The task »
The entries below must be returned exactly as they stand.

--------------------------------------------------

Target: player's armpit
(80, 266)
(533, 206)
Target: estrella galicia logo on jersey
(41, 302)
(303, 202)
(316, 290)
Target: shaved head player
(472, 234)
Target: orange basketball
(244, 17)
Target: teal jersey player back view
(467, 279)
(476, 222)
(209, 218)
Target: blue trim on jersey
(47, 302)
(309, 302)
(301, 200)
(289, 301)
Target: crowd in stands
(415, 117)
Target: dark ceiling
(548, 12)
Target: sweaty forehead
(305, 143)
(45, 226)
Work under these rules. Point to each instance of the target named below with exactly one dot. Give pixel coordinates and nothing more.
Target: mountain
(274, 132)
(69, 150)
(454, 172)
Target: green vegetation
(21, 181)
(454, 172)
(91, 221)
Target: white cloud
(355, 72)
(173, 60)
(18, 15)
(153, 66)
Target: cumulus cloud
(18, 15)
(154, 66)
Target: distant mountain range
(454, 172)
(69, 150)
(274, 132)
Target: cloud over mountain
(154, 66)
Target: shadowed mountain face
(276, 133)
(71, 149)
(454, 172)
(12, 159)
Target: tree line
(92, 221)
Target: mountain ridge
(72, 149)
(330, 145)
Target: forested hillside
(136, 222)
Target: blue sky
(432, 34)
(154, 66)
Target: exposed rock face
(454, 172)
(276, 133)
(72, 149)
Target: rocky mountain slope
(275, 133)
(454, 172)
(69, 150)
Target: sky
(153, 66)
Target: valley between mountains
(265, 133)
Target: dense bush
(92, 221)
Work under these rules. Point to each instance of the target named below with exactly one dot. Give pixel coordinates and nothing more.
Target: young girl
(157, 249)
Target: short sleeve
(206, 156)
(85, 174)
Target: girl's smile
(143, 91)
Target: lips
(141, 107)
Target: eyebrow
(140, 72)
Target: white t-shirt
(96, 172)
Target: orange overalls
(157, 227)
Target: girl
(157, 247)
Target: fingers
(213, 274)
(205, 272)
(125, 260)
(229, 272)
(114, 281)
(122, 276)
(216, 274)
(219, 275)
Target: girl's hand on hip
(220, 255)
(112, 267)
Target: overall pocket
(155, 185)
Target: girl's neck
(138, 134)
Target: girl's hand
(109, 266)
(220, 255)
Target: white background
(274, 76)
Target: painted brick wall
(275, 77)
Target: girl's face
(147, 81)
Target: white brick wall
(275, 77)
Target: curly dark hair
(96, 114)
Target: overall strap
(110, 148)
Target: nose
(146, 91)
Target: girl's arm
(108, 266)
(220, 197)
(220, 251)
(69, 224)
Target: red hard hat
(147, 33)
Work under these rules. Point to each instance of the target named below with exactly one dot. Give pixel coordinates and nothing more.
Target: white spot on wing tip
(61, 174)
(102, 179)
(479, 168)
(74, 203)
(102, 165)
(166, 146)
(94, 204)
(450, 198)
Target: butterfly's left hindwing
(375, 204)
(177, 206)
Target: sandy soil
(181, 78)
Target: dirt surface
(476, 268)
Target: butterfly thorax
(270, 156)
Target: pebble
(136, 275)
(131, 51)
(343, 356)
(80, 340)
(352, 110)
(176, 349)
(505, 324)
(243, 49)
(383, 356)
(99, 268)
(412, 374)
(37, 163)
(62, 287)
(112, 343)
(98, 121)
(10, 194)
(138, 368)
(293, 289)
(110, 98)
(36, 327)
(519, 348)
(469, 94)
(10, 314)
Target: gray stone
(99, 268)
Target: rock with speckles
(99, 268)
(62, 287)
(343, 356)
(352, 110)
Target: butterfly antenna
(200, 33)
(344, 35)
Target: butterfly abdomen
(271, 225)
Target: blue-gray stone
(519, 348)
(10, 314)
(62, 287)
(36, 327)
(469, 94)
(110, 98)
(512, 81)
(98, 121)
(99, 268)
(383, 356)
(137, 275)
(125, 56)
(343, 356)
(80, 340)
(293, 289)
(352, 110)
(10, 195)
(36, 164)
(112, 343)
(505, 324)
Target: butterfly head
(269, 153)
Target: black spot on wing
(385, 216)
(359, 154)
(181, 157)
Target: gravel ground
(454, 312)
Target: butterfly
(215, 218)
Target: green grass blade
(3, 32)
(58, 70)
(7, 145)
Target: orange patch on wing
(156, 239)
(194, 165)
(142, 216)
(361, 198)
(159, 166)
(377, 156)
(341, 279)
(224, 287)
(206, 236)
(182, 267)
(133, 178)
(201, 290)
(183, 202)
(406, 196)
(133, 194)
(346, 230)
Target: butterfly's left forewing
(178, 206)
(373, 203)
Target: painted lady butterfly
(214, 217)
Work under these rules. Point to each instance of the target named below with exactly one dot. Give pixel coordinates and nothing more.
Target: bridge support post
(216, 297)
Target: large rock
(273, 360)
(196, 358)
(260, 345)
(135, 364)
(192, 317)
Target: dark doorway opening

--------------------------------------------------

Result below »
Target: player's armpit
(80, 266)
(533, 206)
Target: estrella galicia logo on jersey
(41, 302)
(303, 202)
(316, 290)
Target: shaved head player
(472, 234)
Target: orange basketball
(244, 17)
Target: teal jersey player back view
(467, 279)
(476, 222)
(209, 218)
Target: blue trim on jersey
(47, 302)
(309, 302)
(301, 200)
(289, 301)
Target: crowd in stands
(415, 117)
Target: dark ceiling
(548, 12)
Target: sweaty forehead
(305, 143)
(45, 226)
Work under these rules. Point to each instance of the target named below with exactly one dot. Give pixel coordinates and nothing more.
Target: mountain
(274, 132)
(69, 150)
(454, 172)
Target: green vegetation
(21, 181)
(454, 172)
(91, 221)
Target: white cloud
(355, 72)
(173, 60)
(18, 15)
(153, 66)
Target: cumulus cloud
(18, 15)
(154, 66)
Target: distant mountain range
(454, 172)
(69, 150)
(274, 132)
Target: cloud over mountain
(154, 66)
Target: shadowed mountain face
(276, 133)
(71, 149)
(454, 172)
(12, 159)
Target: tree line
(92, 221)
Target: mountain ridge
(72, 149)
(330, 145)
Target: forested hillside
(136, 222)
Target: blue sky
(432, 34)
(154, 66)
Target: exposed rock face
(454, 172)
(276, 133)
(72, 149)
Target: rocky mountain slope
(275, 133)
(454, 172)
(69, 150)
Target: sky
(153, 66)
Target: valley between mountains
(265, 133)
Target: dense bush
(92, 221)
Work under these rules. Point to each instance of the target named below with exactly one dot. Give pixel coordinates and nothing more.
Target: young girl
(157, 249)
Target: short sleeve
(206, 156)
(85, 174)
Target: girl's smile
(143, 91)
Target: lips
(141, 107)
Target: eyebrow
(140, 72)
Target: white t-shirt
(96, 172)
Target: orange overalls
(157, 227)
Target: girl
(157, 247)
Target: fingers
(213, 274)
(205, 272)
(125, 260)
(229, 272)
(114, 281)
(122, 276)
(216, 274)
(219, 275)
Target: girl's hand on hip
(220, 255)
(112, 267)
Target: overall pocket
(155, 185)
Target: girl's neck
(138, 134)
Target: girl's hand
(109, 266)
(220, 255)
Target: white background
(274, 76)
Target: painted brick wall
(275, 77)
Target: girl's face
(147, 81)
Target: white brick wall
(275, 77)
Target: curly dark hair
(96, 114)
Target: overall strap
(110, 148)
Target: nose
(146, 91)
Target: girl's arm
(108, 266)
(220, 197)
(220, 251)
(69, 224)
Target: red hard hat
(147, 33)
Work under these rules. Point to each instance of the target named below with exactly one dot. Give pixel coordinates and nothing more.
Target: white spot on wing tip
(61, 174)
(102, 179)
(479, 168)
(74, 203)
(102, 165)
(166, 146)
(94, 204)
(450, 198)
Target: butterfly's left hindwing
(375, 204)
(177, 206)
Target: sandy soil
(181, 78)
Target: dirt surface
(476, 268)
Target: butterfly thorax
(270, 156)
Target: pebble
(136, 275)
(131, 51)
(343, 356)
(80, 340)
(352, 110)
(176, 349)
(505, 324)
(243, 49)
(383, 356)
(99, 268)
(412, 374)
(37, 163)
(62, 287)
(112, 343)
(98, 121)
(10, 194)
(138, 368)
(293, 289)
(110, 98)
(36, 327)
(519, 348)
(469, 94)
(10, 314)
Target: gray stone
(99, 268)
Target: rock with speckles
(99, 268)
(62, 287)
(343, 356)
(352, 110)
Target: butterfly antenna
(200, 33)
(344, 35)
Target: butterfly abdomen
(271, 225)
Target: blue-gray stone
(519, 348)
(10, 314)
(62, 287)
(36, 327)
(469, 94)
(110, 98)
(512, 81)
(98, 121)
(99, 268)
(383, 356)
(137, 275)
(125, 56)
(343, 356)
(80, 340)
(293, 289)
(352, 110)
(10, 195)
(36, 164)
(112, 343)
(505, 324)
Target: butterfly head
(269, 153)
Target: black spot on wing
(385, 216)
(359, 154)
(181, 157)
Target: gravel ground
(454, 312)
Target: butterfly
(215, 218)
Target: green grass blade
(3, 32)
(58, 70)
(7, 145)
Target: orange patch on wing
(156, 239)
(194, 165)
(142, 216)
(361, 198)
(159, 166)
(377, 156)
(341, 279)
(224, 287)
(206, 236)
(182, 267)
(133, 178)
(201, 290)
(183, 202)
(406, 196)
(133, 194)
(346, 230)
Target: butterfly's left forewing
(178, 206)
(373, 203)
Target: painted lady butterfly
(214, 217)
Work under these rules. Point to each instance of the target named below with exactly one dot. Give pixel coordinates and nothing more.
Target: bridge support post
(216, 297)
Target: large rock
(273, 360)
(196, 358)
(260, 345)
(135, 364)
(192, 317)
Target: dark doorway opening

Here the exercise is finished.